• [The exercise] Change every "wind turbine blade" in the entries below to "rotor blade", keeping everything else the same. Leave the pictures out of your answer.

[Data entries]

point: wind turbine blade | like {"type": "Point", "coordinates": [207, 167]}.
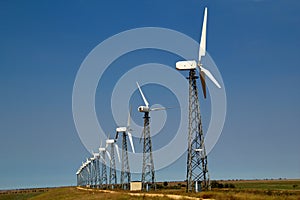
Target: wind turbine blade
{"type": "Point", "coordinates": [131, 142]}
{"type": "Point", "coordinates": [203, 84]}
{"type": "Point", "coordinates": [129, 117]}
{"type": "Point", "coordinates": [108, 155]}
{"type": "Point", "coordinates": [144, 99]}
{"type": "Point", "coordinates": [156, 109]}
{"type": "Point", "coordinates": [202, 47]}
{"type": "Point", "coordinates": [118, 153]}
{"type": "Point", "coordinates": [210, 76]}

• [Response to the exercise]
point: rotor blade | like {"type": "Point", "coordinates": [207, 167]}.
Target: rotor blade
{"type": "Point", "coordinates": [131, 142]}
{"type": "Point", "coordinates": [203, 84]}
{"type": "Point", "coordinates": [129, 117]}
{"type": "Point", "coordinates": [108, 155]}
{"type": "Point", "coordinates": [144, 99]}
{"type": "Point", "coordinates": [156, 109]}
{"type": "Point", "coordinates": [202, 47]}
{"type": "Point", "coordinates": [118, 153]}
{"type": "Point", "coordinates": [210, 76]}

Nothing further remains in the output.